Pull out each line of the entries below that contains the string "distant" and copy those lines in full. The match is case-sensitive.

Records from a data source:
#####
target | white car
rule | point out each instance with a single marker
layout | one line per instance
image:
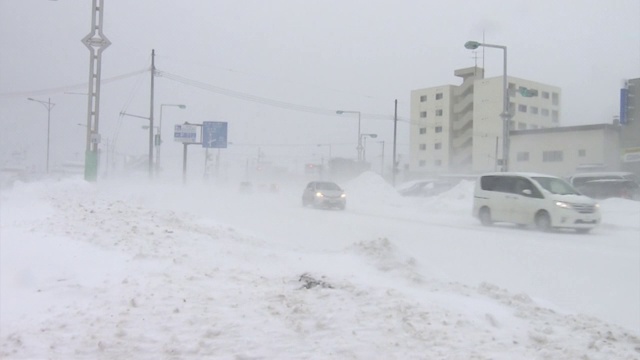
(543, 201)
(324, 194)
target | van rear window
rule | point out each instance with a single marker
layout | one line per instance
(497, 183)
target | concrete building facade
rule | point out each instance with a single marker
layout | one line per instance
(458, 129)
(630, 124)
(564, 151)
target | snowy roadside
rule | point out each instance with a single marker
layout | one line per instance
(87, 274)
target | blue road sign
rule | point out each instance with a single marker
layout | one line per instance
(214, 134)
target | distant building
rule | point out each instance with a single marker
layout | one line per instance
(630, 123)
(564, 151)
(458, 128)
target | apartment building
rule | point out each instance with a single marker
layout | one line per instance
(458, 128)
(630, 123)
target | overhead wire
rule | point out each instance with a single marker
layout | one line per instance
(63, 89)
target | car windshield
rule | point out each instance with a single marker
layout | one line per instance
(556, 186)
(327, 186)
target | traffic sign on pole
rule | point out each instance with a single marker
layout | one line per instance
(214, 134)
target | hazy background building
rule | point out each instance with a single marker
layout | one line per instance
(458, 129)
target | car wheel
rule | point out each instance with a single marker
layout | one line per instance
(543, 221)
(485, 216)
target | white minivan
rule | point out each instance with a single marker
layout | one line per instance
(544, 201)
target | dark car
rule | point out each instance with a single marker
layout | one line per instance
(610, 188)
(324, 194)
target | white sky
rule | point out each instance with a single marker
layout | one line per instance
(327, 55)
(113, 270)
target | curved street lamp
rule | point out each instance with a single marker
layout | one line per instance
(506, 116)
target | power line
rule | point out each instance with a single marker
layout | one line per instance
(63, 89)
(259, 99)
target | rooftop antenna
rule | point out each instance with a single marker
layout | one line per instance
(484, 42)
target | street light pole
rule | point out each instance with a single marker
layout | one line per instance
(48, 105)
(373, 136)
(359, 148)
(159, 134)
(122, 113)
(506, 115)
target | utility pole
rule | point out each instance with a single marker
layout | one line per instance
(48, 105)
(96, 43)
(394, 168)
(153, 73)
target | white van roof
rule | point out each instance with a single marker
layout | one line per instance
(519, 173)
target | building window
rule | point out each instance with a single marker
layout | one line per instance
(552, 156)
(522, 156)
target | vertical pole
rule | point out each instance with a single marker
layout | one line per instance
(159, 142)
(359, 140)
(96, 43)
(206, 163)
(382, 161)
(48, 131)
(153, 70)
(218, 164)
(507, 116)
(184, 163)
(395, 130)
(495, 158)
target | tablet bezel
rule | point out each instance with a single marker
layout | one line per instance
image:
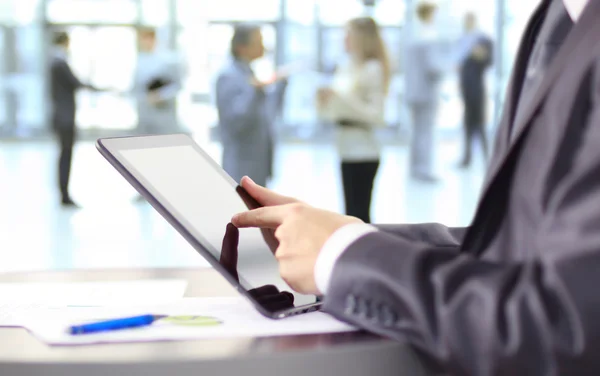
(109, 147)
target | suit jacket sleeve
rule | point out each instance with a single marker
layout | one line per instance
(433, 234)
(485, 317)
(237, 100)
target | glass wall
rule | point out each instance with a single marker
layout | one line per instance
(104, 53)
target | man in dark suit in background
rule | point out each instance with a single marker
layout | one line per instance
(475, 60)
(515, 293)
(63, 86)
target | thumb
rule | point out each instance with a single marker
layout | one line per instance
(264, 196)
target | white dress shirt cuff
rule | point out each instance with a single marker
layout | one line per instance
(334, 247)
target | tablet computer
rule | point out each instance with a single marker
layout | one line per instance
(197, 197)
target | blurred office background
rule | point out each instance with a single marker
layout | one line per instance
(111, 229)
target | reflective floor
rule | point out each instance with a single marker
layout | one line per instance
(112, 230)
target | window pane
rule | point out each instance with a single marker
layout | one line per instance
(301, 11)
(155, 12)
(390, 12)
(225, 10)
(106, 11)
(332, 13)
(20, 12)
(29, 41)
(93, 60)
(3, 83)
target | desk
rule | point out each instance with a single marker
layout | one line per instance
(308, 355)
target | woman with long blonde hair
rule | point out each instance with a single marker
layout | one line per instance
(355, 102)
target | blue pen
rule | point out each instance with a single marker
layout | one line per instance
(115, 324)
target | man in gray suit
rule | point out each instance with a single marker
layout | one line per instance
(247, 109)
(157, 83)
(515, 293)
(63, 87)
(423, 72)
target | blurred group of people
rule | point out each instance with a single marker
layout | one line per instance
(156, 83)
(354, 102)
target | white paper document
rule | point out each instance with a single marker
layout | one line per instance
(18, 301)
(187, 318)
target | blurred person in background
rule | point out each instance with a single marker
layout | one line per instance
(63, 87)
(476, 58)
(355, 102)
(156, 84)
(247, 109)
(424, 70)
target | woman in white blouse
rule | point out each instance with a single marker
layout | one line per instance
(355, 102)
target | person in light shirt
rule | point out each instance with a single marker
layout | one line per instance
(513, 293)
(355, 102)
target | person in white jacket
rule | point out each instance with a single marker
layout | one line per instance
(355, 102)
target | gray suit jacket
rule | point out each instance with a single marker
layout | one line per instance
(161, 119)
(425, 64)
(516, 293)
(246, 117)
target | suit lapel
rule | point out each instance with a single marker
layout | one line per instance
(514, 89)
(573, 42)
(494, 200)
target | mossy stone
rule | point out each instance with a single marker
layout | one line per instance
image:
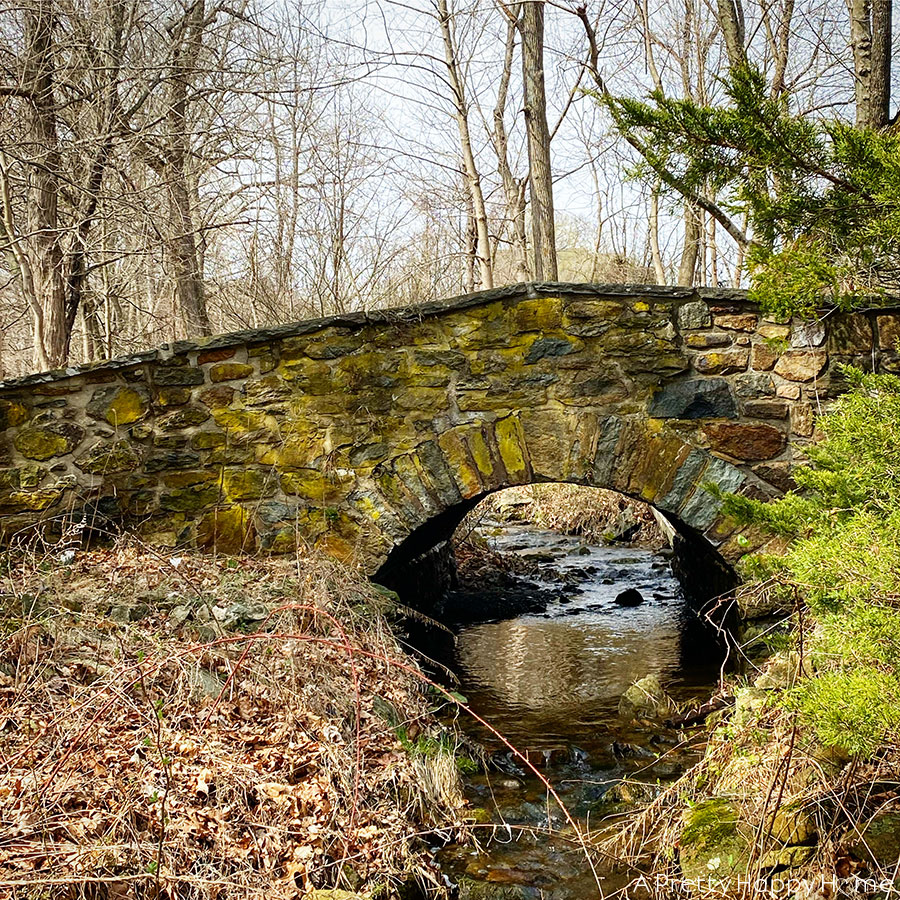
(119, 405)
(248, 484)
(714, 843)
(12, 414)
(109, 459)
(47, 441)
(184, 418)
(229, 371)
(33, 500)
(173, 396)
(228, 530)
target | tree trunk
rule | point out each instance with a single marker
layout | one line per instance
(658, 269)
(470, 168)
(513, 188)
(730, 14)
(881, 63)
(44, 248)
(870, 41)
(690, 252)
(182, 243)
(531, 27)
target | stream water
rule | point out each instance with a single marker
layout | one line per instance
(551, 682)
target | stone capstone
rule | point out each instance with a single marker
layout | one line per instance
(48, 440)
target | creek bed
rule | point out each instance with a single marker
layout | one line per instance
(550, 681)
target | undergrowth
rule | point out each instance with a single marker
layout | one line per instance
(196, 728)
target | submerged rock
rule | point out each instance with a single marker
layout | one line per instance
(646, 699)
(630, 597)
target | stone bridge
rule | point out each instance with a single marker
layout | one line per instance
(370, 435)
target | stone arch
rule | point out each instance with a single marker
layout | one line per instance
(415, 500)
(358, 431)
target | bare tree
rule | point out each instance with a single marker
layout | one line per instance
(540, 176)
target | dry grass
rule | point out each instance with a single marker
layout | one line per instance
(573, 509)
(222, 756)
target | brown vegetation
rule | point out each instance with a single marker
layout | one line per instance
(201, 728)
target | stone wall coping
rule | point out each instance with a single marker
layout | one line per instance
(356, 320)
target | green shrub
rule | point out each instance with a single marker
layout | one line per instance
(844, 561)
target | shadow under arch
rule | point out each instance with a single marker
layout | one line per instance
(641, 458)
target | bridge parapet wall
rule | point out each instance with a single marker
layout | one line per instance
(355, 432)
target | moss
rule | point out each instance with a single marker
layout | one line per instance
(105, 458)
(509, 442)
(184, 418)
(207, 440)
(34, 500)
(173, 396)
(229, 371)
(57, 439)
(12, 414)
(119, 405)
(228, 530)
(712, 842)
(248, 484)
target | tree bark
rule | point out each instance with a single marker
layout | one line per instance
(182, 243)
(513, 188)
(881, 63)
(870, 41)
(543, 232)
(44, 245)
(658, 269)
(730, 14)
(470, 168)
(690, 252)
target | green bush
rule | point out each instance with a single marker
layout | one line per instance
(844, 561)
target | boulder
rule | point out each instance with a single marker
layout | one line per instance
(646, 699)
(714, 843)
(630, 597)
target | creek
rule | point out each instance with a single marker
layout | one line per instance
(550, 680)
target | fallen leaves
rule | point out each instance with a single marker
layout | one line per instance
(214, 764)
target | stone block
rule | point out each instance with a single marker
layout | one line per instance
(184, 376)
(705, 339)
(109, 459)
(773, 330)
(229, 371)
(788, 391)
(745, 442)
(802, 419)
(801, 365)
(208, 356)
(889, 332)
(762, 357)
(48, 440)
(737, 321)
(723, 362)
(184, 418)
(807, 334)
(766, 409)
(119, 405)
(12, 413)
(850, 333)
(694, 398)
(694, 315)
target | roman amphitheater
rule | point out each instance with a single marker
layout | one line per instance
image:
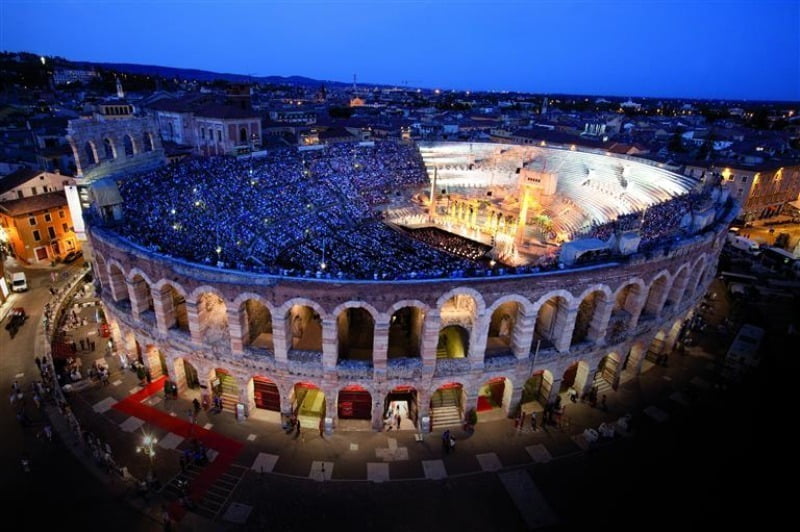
(346, 283)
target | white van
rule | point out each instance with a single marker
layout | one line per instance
(743, 243)
(19, 282)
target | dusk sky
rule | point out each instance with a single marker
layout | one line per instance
(733, 49)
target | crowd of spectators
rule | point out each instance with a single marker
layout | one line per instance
(312, 213)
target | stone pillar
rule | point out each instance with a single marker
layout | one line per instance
(164, 309)
(138, 292)
(430, 338)
(330, 412)
(377, 413)
(194, 321)
(554, 389)
(152, 361)
(119, 289)
(237, 328)
(179, 375)
(478, 337)
(329, 340)
(522, 335)
(637, 310)
(424, 411)
(380, 348)
(281, 338)
(246, 395)
(598, 327)
(565, 324)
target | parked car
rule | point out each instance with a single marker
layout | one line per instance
(72, 256)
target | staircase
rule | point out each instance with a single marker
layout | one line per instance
(230, 392)
(446, 408)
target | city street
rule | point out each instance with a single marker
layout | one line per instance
(58, 488)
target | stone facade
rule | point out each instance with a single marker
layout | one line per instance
(514, 326)
(114, 147)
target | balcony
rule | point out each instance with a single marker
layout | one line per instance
(446, 367)
(404, 368)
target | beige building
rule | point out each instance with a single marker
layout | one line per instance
(38, 228)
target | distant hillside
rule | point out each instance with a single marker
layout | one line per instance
(205, 75)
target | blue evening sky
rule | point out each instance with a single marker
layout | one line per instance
(748, 49)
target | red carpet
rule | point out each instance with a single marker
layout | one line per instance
(484, 403)
(227, 448)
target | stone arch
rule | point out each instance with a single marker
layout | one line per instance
(405, 331)
(590, 314)
(90, 152)
(506, 316)
(256, 315)
(355, 327)
(129, 146)
(354, 402)
(678, 286)
(536, 389)
(212, 315)
(627, 303)
(447, 405)
(698, 267)
(109, 149)
(494, 395)
(551, 318)
(147, 141)
(173, 297)
(478, 304)
(116, 277)
(453, 342)
(656, 295)
(100, 270)
(303, 322)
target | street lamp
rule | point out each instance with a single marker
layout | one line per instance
(148, 449)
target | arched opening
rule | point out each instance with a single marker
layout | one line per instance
(144, 297)
(547, 320)
(494, 397)
(586, 316)
(179, 318)
(308, 405)
(403, 401)
(678, 287)
(536, 392)
(90, 153)
(576, 376)
(108, 147)
(621, 315)
(119, 290)
(147, 142)
(127, 142)
(266, 394)
(305, 327)
(656, 351)
(356, 330)
(446, 406)
(212, 316)
(354, 403)
(453, 342)
(655, 296)
(606, 375)
(258, 325)
(190, 374)
(225, 387)
(405, 333)
(501, 329)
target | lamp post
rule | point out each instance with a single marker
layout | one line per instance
(148, 448)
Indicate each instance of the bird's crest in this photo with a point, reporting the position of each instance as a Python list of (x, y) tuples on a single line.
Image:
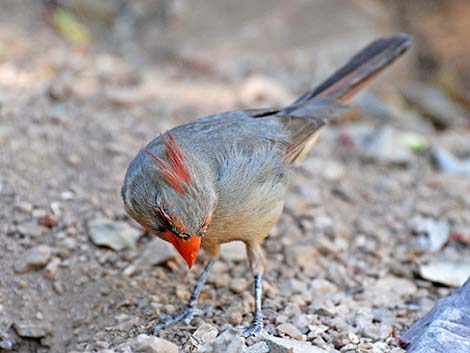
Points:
[(175, 169)]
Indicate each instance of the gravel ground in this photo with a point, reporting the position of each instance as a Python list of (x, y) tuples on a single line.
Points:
[(343, 263)]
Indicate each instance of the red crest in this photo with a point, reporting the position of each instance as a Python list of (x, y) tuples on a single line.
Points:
[(175, 168)]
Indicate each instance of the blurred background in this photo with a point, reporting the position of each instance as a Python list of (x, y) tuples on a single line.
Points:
[(381, 206)]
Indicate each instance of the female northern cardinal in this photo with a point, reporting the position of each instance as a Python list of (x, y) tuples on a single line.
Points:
[(223, 178)]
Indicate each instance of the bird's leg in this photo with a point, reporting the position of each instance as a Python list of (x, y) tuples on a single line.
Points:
[(190, 310), (256, 259)]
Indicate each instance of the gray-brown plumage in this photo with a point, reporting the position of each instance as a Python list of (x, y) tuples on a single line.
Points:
[(223, 178)]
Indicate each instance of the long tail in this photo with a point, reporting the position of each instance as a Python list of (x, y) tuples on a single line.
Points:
[(364, 66), (323, 101)]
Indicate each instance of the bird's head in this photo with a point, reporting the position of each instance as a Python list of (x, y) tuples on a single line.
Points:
[(171, 194)]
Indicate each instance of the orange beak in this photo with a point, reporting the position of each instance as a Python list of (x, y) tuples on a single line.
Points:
[(188, 249)]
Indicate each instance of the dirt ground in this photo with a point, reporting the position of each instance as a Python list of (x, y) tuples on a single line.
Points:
[(342, 263)]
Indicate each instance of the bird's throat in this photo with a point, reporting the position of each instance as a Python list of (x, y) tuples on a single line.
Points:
[(188, 249)]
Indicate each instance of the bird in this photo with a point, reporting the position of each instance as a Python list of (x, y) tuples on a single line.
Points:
[(223, 178)]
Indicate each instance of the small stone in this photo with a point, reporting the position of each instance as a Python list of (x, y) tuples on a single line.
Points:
[(29, 331), (204, 333), (58, 287), (233, 251), (33, 259), (156, 252), (238, 285), (446, 271), (152, 344), (38, 213), (283, 345), (31, 229), (259, 90), (322, 286), (24, 206), (228, 341), (48, 221), (289, 330), (67, 195), (115, 235), (52, 267), (293, 286), (303, 256), (353, 338), (389, 291), (260, 347)]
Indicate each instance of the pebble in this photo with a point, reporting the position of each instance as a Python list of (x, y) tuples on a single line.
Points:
[(38, 213), (449, 272), (116, 235), (258, 90), (303, 256), (24, 206), (156, 252), (293, 286), (289, 330), (322, 286), (283, 345), (260, 347), (204, 333), (33, 259), (52, 267), (238, 285), (152, 344), (30, 229), (228, 341), (353, 338), (29, 331)]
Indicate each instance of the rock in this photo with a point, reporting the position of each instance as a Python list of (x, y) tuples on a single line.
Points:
[(260, 347), (233, 251), (444, 329), (204, 333), (283, 345), (289, 330), (238, 285), (436, 232), (384, 145), (155, 252), (258, 90), (116, 235), (228, 341), (303, 256), (322, 286), (293, 286), (389, 290), (29, 331), (450, 164), (52, 267), (33, 259), (24, 207), (152, 344), (446, 271), (30, 229), (434, 104), (6, 342)]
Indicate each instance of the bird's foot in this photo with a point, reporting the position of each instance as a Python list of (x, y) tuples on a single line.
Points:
[(186, 314), (254, 328)]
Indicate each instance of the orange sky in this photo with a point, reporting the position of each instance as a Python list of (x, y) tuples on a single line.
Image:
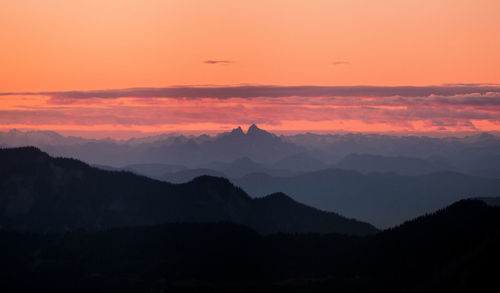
#####
FINISHED ANSWER
target | distant building
target | distant hillside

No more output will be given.